Simulated annual durations of submergence decreased noticeably between 1950 and 1980, and increased thereafter (Fig. 6d), primarily as a result of enhanced submergence caused by extreme HWL events (Fig. 6c). Submergence due to mid and high HWL events did not change noticeably after 1980, but submergence due to low HWL events decreased to zero by 1973 as a result of increases in marsh surface elevation over 90 cm DNN. Overall, the total submergence duration and the rate of surface accretion were significantly positively correlated (R 2=0.6561, p<0.0001). In particular, the accretion rate showed varying correlations with the durations of low (R 2=–0.0025), mid (R 2=0.6561), high (R 2=0.6084), and extreme (R 2=0.2401) HWL events.

■ EXTRACTED INFORMATION
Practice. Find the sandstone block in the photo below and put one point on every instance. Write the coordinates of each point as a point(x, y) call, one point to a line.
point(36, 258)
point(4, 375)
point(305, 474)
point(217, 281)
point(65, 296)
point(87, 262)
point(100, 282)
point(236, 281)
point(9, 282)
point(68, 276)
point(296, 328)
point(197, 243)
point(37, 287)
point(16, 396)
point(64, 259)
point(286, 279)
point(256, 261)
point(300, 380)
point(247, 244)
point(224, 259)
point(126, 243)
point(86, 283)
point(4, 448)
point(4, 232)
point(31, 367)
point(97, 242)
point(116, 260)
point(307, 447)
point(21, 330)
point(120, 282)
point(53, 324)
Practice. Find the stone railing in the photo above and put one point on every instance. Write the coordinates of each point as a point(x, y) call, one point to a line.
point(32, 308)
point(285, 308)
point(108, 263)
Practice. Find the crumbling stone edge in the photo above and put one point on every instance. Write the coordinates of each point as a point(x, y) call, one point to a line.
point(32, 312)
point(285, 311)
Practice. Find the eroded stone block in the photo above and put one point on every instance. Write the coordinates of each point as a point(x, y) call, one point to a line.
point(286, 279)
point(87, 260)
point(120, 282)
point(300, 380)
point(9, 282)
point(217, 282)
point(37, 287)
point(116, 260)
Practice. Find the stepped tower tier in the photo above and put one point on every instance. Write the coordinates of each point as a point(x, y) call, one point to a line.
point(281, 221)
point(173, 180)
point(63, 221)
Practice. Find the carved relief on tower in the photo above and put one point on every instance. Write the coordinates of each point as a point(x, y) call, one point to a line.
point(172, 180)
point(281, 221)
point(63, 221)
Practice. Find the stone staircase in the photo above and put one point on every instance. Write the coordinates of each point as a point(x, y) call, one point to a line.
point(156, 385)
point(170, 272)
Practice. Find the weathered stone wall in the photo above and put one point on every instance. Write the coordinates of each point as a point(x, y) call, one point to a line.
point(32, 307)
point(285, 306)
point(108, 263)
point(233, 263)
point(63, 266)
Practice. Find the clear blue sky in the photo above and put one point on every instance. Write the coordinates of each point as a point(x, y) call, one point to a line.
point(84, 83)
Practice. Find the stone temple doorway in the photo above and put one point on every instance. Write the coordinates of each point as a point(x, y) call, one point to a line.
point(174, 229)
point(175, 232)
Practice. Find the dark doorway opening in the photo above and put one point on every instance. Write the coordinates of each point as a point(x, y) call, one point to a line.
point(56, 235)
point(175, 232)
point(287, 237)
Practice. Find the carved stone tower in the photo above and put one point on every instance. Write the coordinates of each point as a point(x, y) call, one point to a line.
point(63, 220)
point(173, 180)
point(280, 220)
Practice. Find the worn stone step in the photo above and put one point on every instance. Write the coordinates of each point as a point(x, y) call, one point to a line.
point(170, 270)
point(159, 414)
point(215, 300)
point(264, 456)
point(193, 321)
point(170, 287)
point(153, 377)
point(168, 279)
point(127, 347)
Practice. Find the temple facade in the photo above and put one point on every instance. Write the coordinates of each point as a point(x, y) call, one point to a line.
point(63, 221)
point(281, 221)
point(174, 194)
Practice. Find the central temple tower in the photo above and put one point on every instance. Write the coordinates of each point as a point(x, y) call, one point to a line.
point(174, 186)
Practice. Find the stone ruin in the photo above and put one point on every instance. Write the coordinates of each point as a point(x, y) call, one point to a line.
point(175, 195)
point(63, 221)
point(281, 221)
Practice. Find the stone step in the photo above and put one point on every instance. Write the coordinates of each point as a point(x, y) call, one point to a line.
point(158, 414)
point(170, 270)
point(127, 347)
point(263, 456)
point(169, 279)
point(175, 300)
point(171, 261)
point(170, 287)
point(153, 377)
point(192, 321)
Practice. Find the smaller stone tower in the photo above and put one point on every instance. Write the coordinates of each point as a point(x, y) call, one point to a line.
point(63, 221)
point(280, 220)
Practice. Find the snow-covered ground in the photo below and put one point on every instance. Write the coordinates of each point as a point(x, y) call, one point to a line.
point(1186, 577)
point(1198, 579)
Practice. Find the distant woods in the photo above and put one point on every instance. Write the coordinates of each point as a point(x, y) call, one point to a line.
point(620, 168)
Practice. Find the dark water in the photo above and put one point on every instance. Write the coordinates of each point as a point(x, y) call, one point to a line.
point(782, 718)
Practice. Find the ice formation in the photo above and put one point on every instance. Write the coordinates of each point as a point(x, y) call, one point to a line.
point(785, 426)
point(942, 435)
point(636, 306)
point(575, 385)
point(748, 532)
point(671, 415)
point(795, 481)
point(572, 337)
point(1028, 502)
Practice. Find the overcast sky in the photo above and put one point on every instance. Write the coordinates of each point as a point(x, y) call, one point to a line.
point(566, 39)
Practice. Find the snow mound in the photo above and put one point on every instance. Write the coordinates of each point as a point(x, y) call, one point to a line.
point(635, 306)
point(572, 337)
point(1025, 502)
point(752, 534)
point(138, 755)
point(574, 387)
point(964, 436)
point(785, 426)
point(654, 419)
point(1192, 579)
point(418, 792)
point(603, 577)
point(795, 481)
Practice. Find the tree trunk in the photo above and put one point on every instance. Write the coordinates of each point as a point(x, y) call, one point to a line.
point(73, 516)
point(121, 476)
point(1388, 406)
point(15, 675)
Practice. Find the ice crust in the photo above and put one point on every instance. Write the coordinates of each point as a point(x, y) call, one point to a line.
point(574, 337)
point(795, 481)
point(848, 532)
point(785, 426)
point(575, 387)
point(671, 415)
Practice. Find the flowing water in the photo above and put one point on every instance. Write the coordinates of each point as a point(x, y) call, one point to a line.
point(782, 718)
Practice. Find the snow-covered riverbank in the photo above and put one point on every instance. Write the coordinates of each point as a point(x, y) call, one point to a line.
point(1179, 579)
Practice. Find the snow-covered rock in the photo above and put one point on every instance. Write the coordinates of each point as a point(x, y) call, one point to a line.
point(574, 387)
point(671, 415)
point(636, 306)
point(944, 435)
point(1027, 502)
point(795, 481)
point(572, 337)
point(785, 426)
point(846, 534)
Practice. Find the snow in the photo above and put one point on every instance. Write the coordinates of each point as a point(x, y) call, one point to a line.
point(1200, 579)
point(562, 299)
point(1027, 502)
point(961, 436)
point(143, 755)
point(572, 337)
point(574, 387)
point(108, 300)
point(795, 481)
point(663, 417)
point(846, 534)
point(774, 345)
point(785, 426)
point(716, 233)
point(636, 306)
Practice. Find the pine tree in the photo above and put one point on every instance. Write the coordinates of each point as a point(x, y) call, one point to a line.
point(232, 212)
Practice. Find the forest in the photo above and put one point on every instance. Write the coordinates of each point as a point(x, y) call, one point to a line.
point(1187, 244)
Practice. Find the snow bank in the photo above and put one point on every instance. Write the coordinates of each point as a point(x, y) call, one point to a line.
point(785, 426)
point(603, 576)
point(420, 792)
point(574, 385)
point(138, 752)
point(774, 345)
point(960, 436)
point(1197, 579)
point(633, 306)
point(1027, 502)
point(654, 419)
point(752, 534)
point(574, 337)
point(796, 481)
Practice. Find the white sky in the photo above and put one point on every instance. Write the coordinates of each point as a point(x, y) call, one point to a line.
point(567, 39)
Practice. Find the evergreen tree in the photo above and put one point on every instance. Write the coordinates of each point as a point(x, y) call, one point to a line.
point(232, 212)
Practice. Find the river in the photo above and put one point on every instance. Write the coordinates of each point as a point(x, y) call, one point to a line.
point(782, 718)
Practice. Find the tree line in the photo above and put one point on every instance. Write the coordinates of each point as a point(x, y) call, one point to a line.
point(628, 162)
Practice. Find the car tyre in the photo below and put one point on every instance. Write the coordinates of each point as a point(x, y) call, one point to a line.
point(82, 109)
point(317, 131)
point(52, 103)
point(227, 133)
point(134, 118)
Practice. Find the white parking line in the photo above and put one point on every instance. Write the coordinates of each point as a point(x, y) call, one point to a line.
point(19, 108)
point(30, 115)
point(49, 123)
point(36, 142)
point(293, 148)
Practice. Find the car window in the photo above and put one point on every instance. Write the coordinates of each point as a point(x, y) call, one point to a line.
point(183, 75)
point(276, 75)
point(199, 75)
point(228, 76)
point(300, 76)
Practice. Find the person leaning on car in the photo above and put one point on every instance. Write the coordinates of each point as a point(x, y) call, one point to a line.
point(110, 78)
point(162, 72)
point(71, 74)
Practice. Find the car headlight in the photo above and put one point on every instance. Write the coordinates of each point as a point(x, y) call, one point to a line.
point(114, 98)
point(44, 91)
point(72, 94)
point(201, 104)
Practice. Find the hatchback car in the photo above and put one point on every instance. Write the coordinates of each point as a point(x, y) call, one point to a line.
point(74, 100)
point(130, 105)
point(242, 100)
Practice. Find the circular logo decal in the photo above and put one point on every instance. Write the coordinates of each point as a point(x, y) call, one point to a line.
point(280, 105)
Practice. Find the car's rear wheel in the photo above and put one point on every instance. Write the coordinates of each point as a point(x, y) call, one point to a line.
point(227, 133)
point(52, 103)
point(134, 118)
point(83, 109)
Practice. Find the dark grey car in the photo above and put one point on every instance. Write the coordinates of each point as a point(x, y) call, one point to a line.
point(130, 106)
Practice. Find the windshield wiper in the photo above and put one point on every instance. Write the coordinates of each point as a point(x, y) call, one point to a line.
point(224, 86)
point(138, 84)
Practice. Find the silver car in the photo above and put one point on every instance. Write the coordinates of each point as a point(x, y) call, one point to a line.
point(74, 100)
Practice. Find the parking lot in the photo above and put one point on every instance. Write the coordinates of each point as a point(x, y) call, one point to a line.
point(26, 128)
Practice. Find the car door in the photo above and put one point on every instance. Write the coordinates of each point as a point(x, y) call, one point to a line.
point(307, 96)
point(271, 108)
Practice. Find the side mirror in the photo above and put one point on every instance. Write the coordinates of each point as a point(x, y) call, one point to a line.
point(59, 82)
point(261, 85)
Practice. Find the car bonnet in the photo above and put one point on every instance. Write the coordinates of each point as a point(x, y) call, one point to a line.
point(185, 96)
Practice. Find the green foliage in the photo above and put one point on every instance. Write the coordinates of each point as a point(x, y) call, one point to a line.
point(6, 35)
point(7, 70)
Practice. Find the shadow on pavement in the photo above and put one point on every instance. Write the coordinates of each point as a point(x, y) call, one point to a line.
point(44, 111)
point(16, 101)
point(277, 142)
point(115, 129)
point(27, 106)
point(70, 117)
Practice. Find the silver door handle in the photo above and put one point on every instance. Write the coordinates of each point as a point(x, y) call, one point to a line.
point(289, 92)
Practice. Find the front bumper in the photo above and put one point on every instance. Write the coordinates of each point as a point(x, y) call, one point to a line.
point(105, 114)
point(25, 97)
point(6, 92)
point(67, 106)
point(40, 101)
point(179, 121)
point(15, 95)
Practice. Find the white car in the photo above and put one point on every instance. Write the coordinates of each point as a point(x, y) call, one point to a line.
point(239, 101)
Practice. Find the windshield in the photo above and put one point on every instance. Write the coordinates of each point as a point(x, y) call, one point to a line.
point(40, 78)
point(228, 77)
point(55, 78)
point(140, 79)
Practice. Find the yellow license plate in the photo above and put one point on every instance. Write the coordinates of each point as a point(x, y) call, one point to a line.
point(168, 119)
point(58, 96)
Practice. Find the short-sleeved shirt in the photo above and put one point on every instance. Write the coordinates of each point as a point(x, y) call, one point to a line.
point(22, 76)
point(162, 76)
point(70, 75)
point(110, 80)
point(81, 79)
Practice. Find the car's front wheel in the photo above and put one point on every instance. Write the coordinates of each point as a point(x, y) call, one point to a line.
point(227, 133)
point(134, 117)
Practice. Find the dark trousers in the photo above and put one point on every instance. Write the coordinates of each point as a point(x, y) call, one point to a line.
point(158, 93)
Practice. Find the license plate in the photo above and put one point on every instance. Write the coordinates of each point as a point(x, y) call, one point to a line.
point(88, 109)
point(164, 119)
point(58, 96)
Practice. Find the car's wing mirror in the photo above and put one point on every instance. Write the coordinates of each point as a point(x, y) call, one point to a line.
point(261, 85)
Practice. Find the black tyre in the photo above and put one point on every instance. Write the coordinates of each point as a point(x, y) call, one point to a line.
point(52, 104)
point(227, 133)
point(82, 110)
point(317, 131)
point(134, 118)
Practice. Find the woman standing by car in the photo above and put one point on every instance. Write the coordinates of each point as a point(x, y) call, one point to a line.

■ DIRECTIVES
1. In the passage on marsh submergence, by what year had submergence due to low HWL events decreased to zero?
2. Copy the passage on marsh submergence from "Simulated annual durations" to "2=0.2401) HWL events.".
The items are not needed for this work.

■ RESPONSES TO THE TASKS
1. 1973

2.
Simulated annual durations of submergence decreased noticeably between 1950 and 1980, and increased thereafter (Fig. 6d), primarily as a result of enhanced submergence caused by extreme HWL events (Fig. 6c). Submergence due to mid and high HWL events did not change noticeably after 1980, but submergence due to low HWL events decreased to zero by 1973 as a result of increases in marsh surface elevation over 90 cm DNN. Overall, the total submergence duration and the rate of surface accretion were significantly positively correlated (R 2=0.6561, p<0.0001). In particular, the accretion rate showed varying correlations with the durations of low (R 2=–0.0025), mid (R 2=0.6561), high (R 2=0.6084), and extreme (R 2=0.2401) HWL events.